start Task input

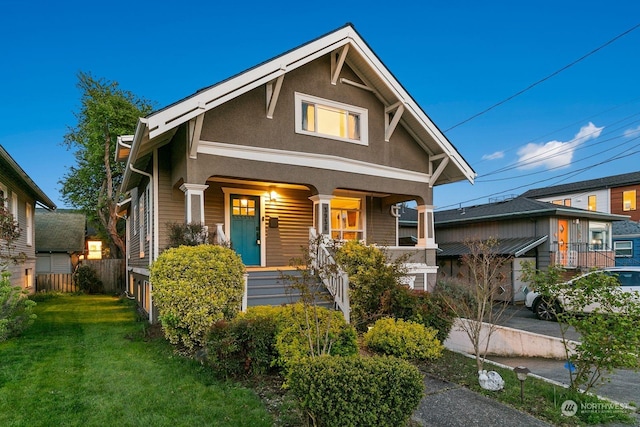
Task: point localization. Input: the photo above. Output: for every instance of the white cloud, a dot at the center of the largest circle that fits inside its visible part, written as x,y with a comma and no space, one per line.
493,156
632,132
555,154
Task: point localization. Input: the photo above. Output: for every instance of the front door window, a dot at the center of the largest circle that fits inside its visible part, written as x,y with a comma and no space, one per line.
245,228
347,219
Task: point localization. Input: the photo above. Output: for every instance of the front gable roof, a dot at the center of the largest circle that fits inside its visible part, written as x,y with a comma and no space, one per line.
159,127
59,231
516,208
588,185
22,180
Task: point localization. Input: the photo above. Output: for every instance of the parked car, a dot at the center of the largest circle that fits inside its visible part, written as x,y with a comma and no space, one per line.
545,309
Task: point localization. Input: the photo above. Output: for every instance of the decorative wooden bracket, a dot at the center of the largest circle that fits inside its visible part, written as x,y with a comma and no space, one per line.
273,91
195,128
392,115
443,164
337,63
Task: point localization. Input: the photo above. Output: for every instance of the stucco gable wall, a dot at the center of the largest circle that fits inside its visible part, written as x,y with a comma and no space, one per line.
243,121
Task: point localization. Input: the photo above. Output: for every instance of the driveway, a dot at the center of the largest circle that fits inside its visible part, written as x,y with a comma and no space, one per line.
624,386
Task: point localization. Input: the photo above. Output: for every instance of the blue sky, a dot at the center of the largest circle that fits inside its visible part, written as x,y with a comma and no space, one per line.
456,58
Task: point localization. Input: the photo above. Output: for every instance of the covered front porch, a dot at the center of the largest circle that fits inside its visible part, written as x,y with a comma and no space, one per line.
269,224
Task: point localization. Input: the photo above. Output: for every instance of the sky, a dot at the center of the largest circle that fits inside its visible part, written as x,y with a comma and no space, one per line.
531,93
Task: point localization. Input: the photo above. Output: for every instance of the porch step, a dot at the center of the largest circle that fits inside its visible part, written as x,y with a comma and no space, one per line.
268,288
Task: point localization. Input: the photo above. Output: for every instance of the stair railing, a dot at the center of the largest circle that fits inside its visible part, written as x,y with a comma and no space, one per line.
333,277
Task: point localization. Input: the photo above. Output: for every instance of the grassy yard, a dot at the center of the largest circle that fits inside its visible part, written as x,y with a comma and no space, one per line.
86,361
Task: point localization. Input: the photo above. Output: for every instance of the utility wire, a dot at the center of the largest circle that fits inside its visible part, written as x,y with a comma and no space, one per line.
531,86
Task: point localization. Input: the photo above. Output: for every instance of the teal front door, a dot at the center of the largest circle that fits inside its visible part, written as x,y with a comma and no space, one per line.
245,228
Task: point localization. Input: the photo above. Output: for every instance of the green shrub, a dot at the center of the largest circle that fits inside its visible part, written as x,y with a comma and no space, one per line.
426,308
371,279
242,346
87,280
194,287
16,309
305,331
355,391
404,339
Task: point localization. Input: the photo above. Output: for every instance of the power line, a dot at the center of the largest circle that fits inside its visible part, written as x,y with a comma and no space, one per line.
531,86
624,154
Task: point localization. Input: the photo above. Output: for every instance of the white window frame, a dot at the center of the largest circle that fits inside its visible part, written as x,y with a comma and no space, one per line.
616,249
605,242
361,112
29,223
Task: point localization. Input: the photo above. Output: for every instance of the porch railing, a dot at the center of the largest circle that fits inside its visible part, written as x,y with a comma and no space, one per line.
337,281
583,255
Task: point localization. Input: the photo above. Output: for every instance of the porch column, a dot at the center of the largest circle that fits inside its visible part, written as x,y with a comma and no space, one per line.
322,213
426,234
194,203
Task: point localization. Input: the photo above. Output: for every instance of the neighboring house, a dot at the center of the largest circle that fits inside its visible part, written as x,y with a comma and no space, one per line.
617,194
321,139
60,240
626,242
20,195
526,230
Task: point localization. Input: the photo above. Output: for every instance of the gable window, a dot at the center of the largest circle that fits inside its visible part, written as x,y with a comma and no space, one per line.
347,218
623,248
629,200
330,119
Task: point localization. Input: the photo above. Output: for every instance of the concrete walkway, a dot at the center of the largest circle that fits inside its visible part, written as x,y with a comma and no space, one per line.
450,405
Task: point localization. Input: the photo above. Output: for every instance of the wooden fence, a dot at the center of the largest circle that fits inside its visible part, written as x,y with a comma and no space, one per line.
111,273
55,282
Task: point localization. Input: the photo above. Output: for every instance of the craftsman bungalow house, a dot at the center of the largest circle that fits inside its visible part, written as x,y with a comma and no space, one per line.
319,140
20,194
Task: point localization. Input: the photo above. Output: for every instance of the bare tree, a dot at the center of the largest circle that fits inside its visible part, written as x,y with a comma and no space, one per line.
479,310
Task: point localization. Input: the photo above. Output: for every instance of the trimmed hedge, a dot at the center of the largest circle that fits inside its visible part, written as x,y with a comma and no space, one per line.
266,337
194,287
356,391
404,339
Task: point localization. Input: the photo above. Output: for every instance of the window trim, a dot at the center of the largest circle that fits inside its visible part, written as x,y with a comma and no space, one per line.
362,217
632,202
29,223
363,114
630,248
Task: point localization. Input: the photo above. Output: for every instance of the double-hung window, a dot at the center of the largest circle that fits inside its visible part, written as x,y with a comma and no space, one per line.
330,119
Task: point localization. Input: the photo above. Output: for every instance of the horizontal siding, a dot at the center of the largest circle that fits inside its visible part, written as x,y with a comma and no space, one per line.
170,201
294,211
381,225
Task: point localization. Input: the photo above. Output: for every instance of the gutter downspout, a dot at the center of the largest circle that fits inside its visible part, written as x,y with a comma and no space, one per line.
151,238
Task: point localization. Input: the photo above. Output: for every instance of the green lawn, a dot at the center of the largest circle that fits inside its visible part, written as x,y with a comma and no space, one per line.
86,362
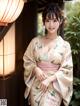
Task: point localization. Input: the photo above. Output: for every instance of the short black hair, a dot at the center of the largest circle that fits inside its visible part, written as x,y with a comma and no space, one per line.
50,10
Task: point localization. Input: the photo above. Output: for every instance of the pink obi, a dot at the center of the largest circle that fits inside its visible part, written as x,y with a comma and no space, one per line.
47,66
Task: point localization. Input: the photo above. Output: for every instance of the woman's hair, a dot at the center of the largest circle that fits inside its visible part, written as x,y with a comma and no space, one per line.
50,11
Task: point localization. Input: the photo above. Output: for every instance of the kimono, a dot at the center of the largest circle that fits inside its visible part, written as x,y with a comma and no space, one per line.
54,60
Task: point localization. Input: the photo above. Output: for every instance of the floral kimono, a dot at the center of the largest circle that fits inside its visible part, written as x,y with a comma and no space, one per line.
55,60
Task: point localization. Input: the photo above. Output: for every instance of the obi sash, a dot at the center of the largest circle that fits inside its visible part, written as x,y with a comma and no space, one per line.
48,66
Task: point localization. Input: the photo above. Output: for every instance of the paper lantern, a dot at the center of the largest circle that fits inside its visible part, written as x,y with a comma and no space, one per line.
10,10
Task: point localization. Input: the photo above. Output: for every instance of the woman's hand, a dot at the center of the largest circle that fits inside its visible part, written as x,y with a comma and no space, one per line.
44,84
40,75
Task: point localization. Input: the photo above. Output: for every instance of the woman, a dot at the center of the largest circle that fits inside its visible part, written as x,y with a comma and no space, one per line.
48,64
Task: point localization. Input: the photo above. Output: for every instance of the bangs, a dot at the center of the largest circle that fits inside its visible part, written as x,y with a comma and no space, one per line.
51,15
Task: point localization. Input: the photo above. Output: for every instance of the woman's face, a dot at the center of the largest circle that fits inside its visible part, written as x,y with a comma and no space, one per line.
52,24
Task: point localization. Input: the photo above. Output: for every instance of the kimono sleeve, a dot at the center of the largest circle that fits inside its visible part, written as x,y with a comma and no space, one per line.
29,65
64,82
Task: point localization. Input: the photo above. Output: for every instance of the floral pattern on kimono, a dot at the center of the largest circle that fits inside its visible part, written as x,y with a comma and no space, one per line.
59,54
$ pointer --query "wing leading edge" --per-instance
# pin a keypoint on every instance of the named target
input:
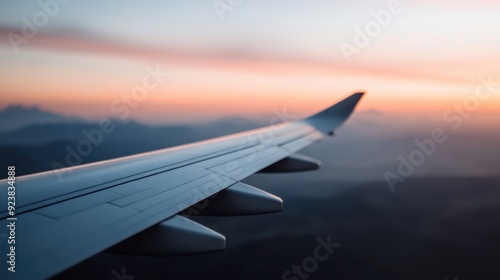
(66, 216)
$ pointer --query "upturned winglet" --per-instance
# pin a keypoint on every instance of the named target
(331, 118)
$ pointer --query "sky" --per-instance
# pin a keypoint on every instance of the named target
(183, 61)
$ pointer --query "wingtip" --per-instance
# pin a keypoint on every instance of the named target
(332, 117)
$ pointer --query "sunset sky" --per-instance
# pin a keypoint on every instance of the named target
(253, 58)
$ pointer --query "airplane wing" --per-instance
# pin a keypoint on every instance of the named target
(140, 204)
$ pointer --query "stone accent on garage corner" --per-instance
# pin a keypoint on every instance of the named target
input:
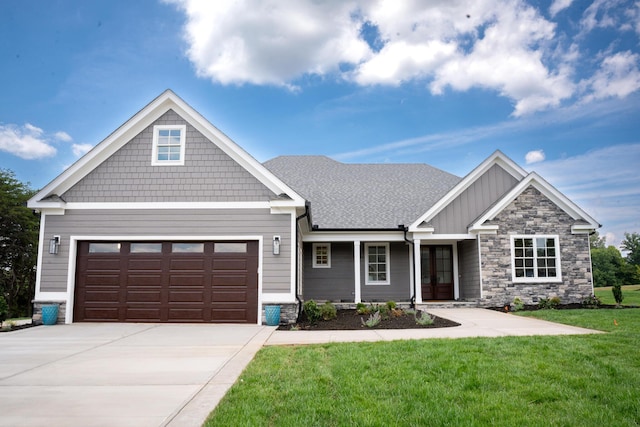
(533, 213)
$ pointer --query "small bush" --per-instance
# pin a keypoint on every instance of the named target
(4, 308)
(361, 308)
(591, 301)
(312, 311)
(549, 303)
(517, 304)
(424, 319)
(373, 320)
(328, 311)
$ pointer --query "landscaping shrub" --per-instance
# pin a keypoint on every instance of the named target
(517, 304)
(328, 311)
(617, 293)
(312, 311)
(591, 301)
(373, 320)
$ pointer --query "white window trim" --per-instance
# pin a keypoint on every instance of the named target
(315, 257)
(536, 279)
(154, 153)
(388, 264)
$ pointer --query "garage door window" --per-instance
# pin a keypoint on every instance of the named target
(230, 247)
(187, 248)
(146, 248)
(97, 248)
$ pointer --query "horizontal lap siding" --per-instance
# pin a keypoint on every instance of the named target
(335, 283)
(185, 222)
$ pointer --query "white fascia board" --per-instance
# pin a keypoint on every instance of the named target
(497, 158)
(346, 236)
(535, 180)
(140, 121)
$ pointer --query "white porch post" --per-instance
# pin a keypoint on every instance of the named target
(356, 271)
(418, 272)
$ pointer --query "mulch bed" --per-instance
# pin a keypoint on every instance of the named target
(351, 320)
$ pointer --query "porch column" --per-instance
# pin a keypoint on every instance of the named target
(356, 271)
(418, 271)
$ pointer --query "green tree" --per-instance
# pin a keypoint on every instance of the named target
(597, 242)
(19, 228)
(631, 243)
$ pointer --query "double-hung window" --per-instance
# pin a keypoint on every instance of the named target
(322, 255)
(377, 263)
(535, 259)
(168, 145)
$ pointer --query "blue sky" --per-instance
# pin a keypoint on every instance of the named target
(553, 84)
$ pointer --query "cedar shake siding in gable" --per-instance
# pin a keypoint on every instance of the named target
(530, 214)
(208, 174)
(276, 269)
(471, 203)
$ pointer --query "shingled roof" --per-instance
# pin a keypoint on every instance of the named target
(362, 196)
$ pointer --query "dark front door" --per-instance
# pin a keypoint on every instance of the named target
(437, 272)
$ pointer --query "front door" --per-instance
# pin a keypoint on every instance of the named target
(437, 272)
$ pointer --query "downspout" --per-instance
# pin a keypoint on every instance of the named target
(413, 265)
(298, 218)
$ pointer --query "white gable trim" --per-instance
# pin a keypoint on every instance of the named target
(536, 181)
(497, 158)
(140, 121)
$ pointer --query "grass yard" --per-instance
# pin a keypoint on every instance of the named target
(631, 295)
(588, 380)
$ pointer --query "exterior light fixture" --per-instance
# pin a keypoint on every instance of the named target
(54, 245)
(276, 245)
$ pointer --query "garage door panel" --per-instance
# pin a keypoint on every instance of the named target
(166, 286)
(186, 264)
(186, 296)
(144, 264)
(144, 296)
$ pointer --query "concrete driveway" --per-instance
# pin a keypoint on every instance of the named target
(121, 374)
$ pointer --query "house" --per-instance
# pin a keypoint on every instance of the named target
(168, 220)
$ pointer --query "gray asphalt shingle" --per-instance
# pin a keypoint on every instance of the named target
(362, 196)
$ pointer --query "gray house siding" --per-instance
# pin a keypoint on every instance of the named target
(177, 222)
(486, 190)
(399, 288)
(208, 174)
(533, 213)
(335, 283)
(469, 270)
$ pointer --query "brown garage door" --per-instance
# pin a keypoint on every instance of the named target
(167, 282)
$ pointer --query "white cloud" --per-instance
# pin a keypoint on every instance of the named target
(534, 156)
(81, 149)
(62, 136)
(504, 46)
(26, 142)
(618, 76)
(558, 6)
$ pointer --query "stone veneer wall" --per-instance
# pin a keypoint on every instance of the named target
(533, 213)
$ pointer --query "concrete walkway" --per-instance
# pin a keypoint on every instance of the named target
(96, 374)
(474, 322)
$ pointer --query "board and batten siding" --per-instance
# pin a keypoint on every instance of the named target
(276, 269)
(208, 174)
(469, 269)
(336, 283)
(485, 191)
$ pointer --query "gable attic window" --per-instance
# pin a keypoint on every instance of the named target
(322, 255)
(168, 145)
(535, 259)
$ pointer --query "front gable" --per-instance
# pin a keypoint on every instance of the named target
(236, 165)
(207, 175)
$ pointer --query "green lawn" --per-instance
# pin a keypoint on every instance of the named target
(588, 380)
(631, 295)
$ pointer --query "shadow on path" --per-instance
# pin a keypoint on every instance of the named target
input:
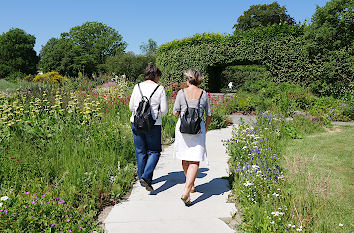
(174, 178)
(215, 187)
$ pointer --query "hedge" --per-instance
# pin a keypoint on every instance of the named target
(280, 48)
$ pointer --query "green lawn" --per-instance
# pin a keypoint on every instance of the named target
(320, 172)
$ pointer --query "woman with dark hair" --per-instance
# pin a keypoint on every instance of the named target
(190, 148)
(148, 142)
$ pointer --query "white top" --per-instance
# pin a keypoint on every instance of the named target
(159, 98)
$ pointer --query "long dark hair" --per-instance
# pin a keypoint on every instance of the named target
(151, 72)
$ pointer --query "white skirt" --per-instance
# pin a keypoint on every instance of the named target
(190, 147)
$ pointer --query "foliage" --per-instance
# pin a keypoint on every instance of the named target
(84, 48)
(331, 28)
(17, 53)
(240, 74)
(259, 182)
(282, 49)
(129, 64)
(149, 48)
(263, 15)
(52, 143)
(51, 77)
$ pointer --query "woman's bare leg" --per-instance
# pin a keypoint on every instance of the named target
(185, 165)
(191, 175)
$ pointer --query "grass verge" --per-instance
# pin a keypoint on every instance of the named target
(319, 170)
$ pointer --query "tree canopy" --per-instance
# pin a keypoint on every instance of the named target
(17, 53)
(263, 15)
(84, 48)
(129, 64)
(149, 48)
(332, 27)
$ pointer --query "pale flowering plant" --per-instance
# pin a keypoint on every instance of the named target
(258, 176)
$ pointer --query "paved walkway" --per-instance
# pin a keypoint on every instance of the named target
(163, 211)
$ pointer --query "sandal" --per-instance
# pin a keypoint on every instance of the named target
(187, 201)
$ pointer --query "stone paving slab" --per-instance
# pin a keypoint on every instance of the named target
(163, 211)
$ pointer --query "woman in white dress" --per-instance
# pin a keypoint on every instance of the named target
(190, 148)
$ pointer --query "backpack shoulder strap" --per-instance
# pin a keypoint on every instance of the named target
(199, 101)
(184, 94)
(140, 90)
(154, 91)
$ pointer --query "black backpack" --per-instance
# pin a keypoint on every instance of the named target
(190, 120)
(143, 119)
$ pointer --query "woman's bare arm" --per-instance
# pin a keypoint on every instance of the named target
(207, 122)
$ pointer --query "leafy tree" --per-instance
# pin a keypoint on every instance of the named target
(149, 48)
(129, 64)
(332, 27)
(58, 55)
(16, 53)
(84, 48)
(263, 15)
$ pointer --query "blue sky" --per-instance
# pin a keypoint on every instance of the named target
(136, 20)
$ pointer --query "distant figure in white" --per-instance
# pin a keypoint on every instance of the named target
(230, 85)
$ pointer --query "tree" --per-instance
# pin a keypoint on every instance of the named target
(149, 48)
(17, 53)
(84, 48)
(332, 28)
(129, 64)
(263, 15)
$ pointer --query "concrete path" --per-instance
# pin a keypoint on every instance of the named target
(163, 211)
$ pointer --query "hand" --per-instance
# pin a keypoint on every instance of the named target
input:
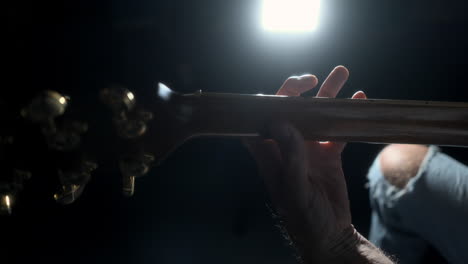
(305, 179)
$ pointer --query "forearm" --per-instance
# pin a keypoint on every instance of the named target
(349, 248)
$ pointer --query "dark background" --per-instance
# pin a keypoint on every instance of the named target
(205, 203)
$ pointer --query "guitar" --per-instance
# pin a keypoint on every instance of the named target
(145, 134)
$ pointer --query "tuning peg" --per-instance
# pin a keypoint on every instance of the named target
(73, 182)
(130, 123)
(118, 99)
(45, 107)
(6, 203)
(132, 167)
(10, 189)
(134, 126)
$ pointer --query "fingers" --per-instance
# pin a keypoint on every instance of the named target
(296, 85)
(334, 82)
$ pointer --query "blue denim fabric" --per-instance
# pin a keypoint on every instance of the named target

end Task input

#### [What is asked]
Please count the lines in the entries above that contain the string "wall", and reply with that number alone.

#### [Result]
2